Show every line of the records below that contains the word "stone", copying each such line in full.

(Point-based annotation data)
%%
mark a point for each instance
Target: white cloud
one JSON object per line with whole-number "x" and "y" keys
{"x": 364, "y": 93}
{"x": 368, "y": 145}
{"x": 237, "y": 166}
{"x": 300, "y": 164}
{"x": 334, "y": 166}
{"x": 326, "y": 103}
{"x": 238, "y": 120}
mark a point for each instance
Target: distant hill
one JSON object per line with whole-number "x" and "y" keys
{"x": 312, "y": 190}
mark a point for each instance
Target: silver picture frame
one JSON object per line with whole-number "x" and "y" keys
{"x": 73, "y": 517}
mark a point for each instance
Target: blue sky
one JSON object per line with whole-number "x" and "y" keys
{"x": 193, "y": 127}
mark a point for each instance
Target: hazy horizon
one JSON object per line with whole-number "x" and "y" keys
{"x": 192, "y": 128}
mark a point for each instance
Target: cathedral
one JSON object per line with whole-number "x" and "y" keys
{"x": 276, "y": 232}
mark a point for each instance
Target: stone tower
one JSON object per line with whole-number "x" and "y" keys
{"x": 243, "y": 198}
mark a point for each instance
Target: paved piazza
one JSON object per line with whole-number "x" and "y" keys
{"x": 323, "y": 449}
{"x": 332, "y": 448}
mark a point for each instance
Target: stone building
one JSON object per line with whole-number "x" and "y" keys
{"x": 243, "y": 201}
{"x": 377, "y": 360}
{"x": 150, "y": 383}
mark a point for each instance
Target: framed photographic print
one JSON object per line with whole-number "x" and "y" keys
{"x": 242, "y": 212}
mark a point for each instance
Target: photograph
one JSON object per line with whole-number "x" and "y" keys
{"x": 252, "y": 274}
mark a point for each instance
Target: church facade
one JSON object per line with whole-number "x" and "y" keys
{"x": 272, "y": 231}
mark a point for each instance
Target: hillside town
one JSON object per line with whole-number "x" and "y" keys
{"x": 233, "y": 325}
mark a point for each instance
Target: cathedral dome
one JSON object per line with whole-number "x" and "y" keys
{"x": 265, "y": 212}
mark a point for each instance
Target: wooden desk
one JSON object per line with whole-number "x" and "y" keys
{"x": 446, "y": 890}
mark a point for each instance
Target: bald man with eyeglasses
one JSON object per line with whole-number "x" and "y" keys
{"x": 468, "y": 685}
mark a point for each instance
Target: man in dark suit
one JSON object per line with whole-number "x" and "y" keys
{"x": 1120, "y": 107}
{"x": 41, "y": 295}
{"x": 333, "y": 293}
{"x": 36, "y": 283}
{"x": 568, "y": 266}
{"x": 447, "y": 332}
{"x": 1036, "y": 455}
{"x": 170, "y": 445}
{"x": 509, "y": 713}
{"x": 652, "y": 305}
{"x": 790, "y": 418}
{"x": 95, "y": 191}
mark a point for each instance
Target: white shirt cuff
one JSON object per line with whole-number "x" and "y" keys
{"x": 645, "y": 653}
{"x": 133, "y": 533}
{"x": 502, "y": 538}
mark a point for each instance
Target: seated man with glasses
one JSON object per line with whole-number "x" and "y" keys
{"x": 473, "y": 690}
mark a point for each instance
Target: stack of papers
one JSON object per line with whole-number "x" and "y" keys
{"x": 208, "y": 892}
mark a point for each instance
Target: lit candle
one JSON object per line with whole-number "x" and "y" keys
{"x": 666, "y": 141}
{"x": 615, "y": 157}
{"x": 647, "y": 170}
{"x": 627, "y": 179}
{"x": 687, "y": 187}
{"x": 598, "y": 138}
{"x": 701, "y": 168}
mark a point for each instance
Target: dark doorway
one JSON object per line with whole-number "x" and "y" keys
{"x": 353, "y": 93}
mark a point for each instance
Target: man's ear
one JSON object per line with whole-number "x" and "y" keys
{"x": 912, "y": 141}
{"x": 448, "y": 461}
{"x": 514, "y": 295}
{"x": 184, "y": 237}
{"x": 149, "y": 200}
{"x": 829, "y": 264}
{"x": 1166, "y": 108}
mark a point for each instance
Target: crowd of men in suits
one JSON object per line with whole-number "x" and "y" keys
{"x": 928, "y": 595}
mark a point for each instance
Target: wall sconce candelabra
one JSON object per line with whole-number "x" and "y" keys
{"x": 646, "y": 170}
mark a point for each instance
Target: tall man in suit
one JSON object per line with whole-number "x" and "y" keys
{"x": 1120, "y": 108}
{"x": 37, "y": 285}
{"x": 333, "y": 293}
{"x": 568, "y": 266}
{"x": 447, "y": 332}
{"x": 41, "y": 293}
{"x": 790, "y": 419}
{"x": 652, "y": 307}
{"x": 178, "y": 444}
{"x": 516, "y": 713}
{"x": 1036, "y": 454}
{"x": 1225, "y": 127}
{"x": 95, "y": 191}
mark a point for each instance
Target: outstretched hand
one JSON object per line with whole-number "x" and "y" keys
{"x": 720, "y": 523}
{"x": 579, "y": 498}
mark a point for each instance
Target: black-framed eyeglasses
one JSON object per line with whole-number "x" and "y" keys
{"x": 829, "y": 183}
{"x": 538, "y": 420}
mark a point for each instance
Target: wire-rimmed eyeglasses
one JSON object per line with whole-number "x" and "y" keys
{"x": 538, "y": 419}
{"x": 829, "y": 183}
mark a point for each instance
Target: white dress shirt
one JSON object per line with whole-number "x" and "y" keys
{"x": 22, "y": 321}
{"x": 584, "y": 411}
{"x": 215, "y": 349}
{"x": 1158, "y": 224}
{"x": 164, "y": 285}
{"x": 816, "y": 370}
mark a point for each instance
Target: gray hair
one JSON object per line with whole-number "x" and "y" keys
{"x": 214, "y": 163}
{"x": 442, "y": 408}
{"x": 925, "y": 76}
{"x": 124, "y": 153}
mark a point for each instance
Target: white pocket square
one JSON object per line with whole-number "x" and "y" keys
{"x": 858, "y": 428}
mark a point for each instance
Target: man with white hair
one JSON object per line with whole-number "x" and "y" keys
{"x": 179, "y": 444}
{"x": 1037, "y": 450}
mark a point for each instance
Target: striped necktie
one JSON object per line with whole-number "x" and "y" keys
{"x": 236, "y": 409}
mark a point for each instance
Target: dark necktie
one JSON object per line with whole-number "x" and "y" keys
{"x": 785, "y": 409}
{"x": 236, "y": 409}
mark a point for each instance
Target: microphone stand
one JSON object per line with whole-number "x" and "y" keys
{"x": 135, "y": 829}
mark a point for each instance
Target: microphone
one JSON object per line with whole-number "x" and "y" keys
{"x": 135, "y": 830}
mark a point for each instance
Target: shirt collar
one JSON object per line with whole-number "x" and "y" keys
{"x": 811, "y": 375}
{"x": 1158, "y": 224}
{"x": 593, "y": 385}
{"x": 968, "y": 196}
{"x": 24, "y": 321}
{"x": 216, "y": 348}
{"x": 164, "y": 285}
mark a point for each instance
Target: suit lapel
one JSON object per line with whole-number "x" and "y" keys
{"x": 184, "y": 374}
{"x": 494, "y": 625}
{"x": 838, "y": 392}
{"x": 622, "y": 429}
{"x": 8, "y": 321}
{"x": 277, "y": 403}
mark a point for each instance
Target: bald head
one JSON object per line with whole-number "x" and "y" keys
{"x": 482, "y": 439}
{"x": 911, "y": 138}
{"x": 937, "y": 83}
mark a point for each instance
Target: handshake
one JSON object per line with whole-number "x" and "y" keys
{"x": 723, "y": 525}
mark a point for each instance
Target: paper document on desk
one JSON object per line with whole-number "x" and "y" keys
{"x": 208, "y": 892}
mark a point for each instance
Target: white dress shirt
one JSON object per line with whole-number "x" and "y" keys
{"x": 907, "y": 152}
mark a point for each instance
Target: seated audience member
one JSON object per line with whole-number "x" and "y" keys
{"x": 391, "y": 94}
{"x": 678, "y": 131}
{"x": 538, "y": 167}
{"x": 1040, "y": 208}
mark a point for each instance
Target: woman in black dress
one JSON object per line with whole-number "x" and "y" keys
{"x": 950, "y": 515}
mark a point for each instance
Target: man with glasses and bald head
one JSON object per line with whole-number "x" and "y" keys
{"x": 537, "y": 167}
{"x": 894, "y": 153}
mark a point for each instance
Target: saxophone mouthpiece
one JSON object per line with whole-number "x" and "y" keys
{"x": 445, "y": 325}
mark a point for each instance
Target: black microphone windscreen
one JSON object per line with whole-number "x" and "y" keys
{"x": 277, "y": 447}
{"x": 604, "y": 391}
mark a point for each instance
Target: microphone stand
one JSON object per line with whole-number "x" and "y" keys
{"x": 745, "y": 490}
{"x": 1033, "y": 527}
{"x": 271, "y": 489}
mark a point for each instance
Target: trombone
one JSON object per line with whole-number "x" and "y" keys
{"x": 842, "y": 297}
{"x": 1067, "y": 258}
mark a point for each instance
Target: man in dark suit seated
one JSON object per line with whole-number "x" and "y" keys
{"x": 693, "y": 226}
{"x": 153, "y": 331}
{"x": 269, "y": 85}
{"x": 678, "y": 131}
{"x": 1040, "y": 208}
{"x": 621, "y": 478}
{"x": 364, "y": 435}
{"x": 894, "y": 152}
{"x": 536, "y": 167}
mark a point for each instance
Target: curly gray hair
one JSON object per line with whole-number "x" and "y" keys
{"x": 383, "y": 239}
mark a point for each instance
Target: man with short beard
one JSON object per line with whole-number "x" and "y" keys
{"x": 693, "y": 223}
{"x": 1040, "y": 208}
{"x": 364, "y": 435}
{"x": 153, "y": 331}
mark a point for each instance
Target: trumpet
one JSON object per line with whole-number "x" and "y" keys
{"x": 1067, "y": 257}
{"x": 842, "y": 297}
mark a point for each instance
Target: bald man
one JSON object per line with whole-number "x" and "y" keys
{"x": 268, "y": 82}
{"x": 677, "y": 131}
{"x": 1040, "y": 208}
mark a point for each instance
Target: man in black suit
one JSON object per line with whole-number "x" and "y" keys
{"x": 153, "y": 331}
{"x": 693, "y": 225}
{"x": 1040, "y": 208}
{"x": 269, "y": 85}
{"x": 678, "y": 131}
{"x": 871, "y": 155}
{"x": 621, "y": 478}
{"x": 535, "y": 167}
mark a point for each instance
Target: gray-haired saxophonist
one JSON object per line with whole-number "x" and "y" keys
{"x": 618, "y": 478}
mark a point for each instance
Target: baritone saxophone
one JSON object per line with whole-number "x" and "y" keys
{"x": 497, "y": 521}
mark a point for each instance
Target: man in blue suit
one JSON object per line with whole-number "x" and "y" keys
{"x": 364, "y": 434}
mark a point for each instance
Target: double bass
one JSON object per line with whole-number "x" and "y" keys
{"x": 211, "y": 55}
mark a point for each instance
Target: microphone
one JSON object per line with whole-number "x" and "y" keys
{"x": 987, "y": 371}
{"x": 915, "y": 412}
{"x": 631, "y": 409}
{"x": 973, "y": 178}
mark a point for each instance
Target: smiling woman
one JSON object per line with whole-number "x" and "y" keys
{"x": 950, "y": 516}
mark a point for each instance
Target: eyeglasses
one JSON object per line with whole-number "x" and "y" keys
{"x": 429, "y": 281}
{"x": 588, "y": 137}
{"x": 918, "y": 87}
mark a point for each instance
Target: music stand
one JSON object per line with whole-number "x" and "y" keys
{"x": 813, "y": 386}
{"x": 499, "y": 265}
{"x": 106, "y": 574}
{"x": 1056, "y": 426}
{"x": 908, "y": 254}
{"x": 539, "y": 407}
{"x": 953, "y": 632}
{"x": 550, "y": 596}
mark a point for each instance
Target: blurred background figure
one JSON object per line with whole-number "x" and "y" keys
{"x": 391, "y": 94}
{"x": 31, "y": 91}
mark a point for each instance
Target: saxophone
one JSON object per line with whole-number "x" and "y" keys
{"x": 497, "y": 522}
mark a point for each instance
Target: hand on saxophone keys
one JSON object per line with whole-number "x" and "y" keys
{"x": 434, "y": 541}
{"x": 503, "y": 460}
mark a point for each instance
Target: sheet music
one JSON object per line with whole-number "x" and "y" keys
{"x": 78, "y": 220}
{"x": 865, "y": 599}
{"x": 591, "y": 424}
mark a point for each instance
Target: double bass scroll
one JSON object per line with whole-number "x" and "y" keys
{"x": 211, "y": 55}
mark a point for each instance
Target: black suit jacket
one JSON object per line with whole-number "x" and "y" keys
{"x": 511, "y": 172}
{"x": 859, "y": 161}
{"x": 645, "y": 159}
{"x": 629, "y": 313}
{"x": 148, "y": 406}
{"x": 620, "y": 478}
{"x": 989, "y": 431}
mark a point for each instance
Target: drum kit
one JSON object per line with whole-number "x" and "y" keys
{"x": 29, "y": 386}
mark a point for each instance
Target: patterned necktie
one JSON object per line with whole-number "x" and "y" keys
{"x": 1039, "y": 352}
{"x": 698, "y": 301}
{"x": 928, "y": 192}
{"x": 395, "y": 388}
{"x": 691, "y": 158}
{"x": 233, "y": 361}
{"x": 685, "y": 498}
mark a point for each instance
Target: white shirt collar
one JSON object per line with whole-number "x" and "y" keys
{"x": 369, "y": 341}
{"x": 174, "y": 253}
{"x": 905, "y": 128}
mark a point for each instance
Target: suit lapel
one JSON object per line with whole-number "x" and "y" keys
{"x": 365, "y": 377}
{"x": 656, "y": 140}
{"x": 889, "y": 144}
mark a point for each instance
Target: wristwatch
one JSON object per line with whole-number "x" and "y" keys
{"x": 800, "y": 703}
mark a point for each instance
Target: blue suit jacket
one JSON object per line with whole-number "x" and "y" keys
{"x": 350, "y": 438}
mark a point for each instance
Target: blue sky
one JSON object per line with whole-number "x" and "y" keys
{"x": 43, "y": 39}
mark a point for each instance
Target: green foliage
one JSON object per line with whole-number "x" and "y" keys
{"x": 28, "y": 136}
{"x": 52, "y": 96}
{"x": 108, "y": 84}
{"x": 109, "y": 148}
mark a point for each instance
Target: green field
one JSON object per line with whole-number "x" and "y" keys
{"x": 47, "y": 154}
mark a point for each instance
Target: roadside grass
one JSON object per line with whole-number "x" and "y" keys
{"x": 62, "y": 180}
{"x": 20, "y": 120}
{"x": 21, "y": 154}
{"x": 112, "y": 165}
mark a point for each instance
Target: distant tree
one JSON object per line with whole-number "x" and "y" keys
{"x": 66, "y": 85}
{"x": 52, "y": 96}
%%
TASK RESPONSE
Target: stone tower
Target: stone building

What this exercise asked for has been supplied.